* _To do_:
1) In the abstract on Savinase single-molecule binding, why does the finding about the long-lived binding state challenge conventional expectations?
2) According to the abstract on Savinase single-molecule binding, how many characteristic binding states did the residence-time analysis reveal?

* _Text block_:

Proteolytic Performance is Dependent on Binding Efficiency, Processivity and Turnover: Single Protease Insights

Proteases are essential enzymes for a plethora of biological processes and biotechnological applications, e.g., within the dairy, pharmaceutical, and detergent industries. Decoding the molecular level mechanisms that drive protease performance is key to designing improved biosolutions. However, direct dynamic assessment of the fundamental partial reactions of substrate binding and activity has proven a challenge with conventional ensemble approaches. We developed a single-molecule (SM) assay for the direct and parallel recording of the stochastic binding interaction of Savinase, a serine-type protease broadly employed in biotechnology, with casein synchronously with monitoring proteolytic degradation of the substrate. SM recordings enabled us to determine how the overall activity of Savinase and two mutants relies on binding efficiency, enzymatic turnover and activity per binding event. Analysis of residence times revealed three characteristic binding states. Mutations were found to dominantly alter the likelihood of sampling the long lived state, with lifetimes longer than 30 seconds, indicating this state contributes to overall activity and supporting a level of processivity for Savinase. This observation challenges conventional expectations, as the protease has no characterized substrate binding site, or binding domain, aside from the active site. These insights, inaccessible through conventional assays, offer new perspectives for engineering proteases with improved hydrolytic performance.

* _Excerpted data_:
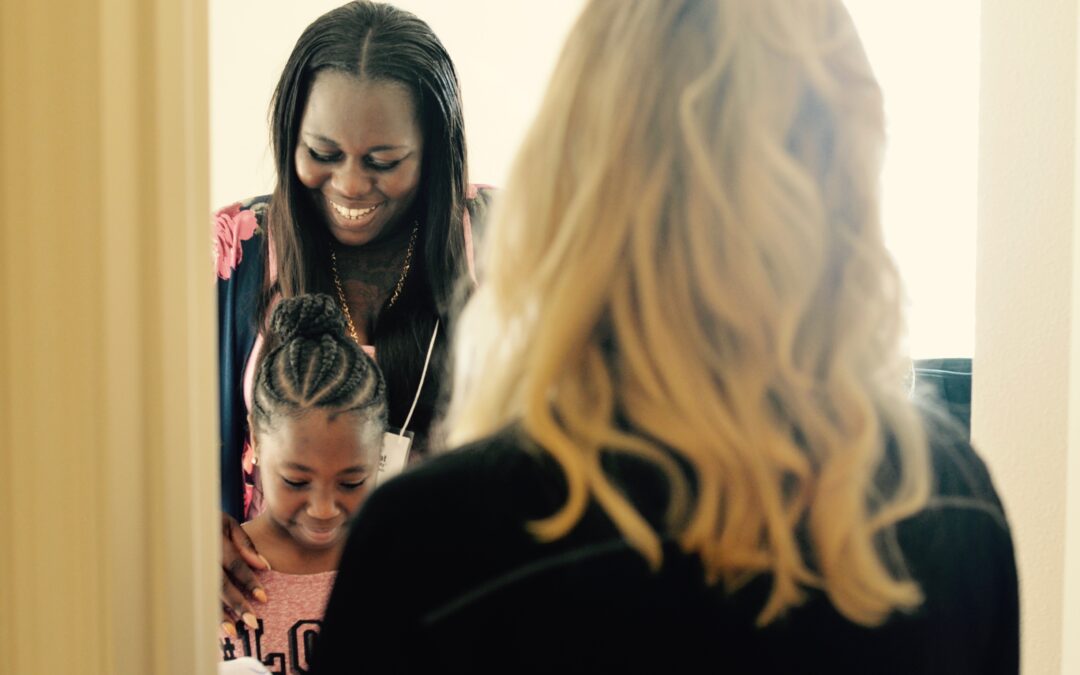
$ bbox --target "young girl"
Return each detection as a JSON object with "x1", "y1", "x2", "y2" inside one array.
[{"x1": 220, "y1": 295, "x2": 387, "y2": 675}]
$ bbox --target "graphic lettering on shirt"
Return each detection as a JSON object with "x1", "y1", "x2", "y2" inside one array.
[{"x1": 221, "y1": 619, "x2": 323, "y2": 675}]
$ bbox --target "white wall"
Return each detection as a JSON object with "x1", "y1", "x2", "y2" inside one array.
[
  {"x1": 972, "y1": 0, "x2": 1080, "y2": 675},
  {"x1": 210, "y1": 0, "x2": 584, "y2": 205}
]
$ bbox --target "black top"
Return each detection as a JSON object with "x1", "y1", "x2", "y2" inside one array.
[{"x1": 312, "y1": 419, "x2": 1020, "y2": 675}]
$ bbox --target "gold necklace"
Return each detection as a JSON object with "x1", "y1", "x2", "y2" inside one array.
[{"x1": 330, "y1": 222, "x2": 420, "y2": 345}]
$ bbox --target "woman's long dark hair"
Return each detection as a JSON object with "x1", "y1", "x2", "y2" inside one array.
[{"x1": 257, "y1": 0, "x2": 468, "y2": 442}]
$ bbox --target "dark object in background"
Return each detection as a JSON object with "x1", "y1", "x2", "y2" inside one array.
[{"x1": 915, "y1": 359, "x2": 971, "y2": 441}]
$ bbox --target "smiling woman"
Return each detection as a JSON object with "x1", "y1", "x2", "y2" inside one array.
[
  {"x1": 296, "y1": 70, "x2": 423, "y2": 247},
  {"x1": 217, "y1": 1, "x2": 489, "y2": 635}
]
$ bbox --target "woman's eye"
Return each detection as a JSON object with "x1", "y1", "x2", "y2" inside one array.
[
  {"x1": 367, "y1": 159, "x2": 402, "y2": 171},
  {"x1": 308, "y1": 148, "x2": 341, "y2": 163},
  {"x1": 341, "y1": 477, "x2": 367, "y2": 492}
]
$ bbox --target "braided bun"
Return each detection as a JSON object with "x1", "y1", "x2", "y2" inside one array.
[{"x1": 270, "y1": 293, "x2": 346, "y2": 343}]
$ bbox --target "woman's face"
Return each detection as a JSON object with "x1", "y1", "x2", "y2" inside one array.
[
  {"x1": 294, "y1": 70, "x2": 423, "y2": 246},
  {"x1": 256, "y1": 409, "x2": 381, "y2": 550}
]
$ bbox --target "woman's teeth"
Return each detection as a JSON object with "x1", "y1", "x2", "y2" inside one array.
[{"x1": 330, "y1": 202, "x2": 379, "y2": 220}]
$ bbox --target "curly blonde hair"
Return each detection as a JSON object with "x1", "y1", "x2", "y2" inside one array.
[{"x1": 447, "y1": 0, "x2": 931, "y2": 625}]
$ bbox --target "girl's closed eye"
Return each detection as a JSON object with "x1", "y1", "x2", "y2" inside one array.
[
  {"x1": 308, "y1": 148, "x2": 341, "y2": 164},
  {"x1": 366, "y1": 157, "x2": 402, "y2": 171},
  {"x1": 340, "y1": 476, "x2": 367, "y2": 492}
]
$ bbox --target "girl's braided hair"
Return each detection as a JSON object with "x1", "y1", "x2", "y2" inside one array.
[{"x1": 252, "y1": 294, "x2": 387, "y2": 433}]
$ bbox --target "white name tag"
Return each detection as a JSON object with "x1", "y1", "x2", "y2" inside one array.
[{"x1": 375, "y1": 431, "x2": 413, "y2": 485}]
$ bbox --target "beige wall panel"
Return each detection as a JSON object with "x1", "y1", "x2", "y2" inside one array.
[{"x1": 0, "y1": 0, "x2": 218, "y2": 675}]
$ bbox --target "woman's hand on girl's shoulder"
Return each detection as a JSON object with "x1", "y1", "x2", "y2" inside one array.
[{"x1": 221, "y1": 513, "x2": 270, "y2": 633}]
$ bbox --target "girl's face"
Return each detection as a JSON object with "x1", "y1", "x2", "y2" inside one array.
[
  {"x1": 294, "y1": 70, "x2": 423, "y2": 246},
  {"x1": 256, "y1": 409, "x2": 381, "y2": 549}
]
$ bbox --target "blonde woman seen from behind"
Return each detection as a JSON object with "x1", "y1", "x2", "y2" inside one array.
[{"x1": 316, "y1": 0, "x2": 1018, "y2": 674}]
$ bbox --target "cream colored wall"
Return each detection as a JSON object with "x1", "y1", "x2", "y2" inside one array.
[
  {"x1": 0, "y1": 0, "x2": 219, "y2": 675},
  {"x1": 980, "y1": 0, "x2": 1080, "y2": 675},
  {"x1": 210, "y1": 0, "x2": 584, "y2": 205}
]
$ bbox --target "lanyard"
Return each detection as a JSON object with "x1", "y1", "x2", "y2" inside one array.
[{"x1": 396, "y1": 319, "x2": 438, "y2": 436}]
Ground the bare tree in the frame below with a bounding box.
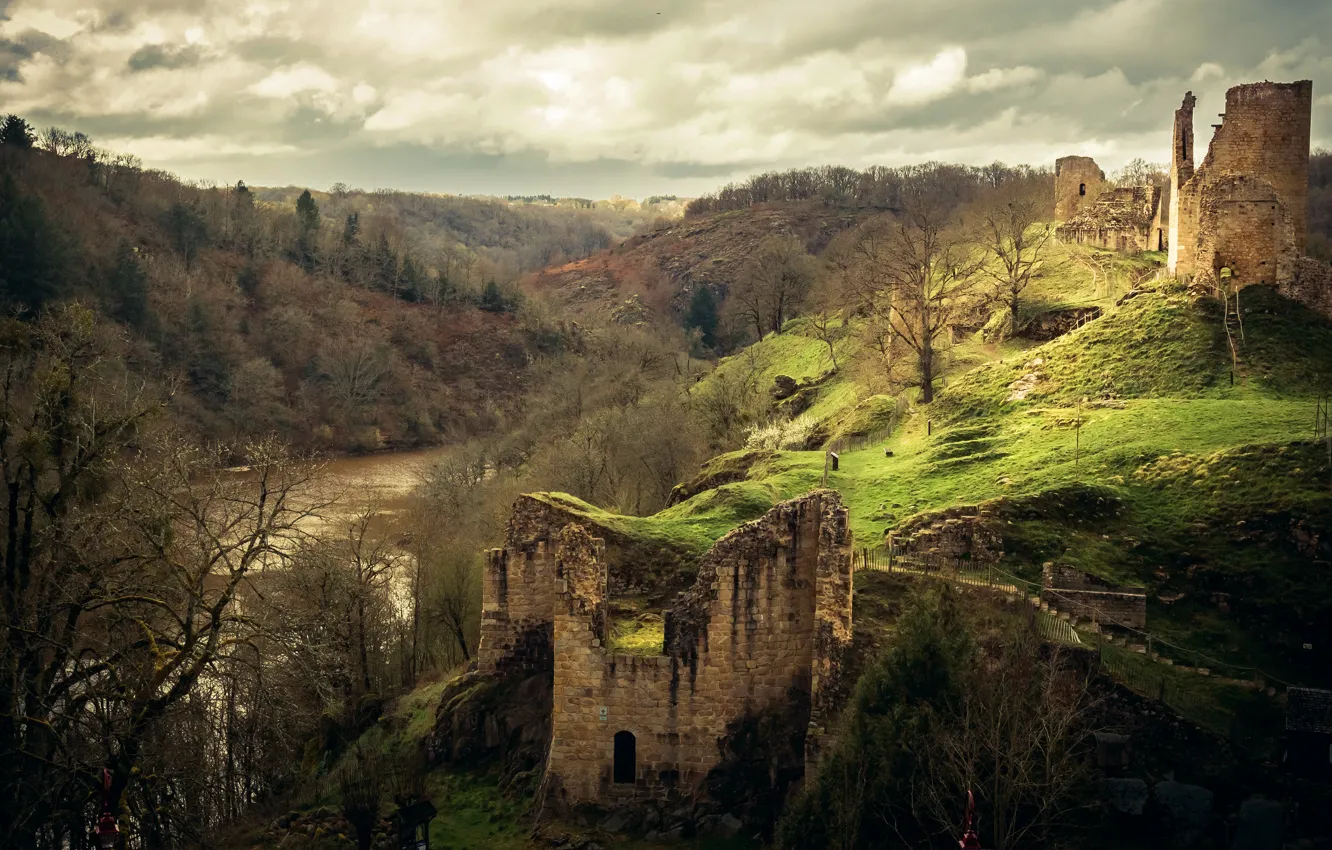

* _Answers for the exercise_:
1) It supports a level of processivity for Savinase, even though the protease has no characterized substrate binding site or binding domain aside from the active site.

2) Three.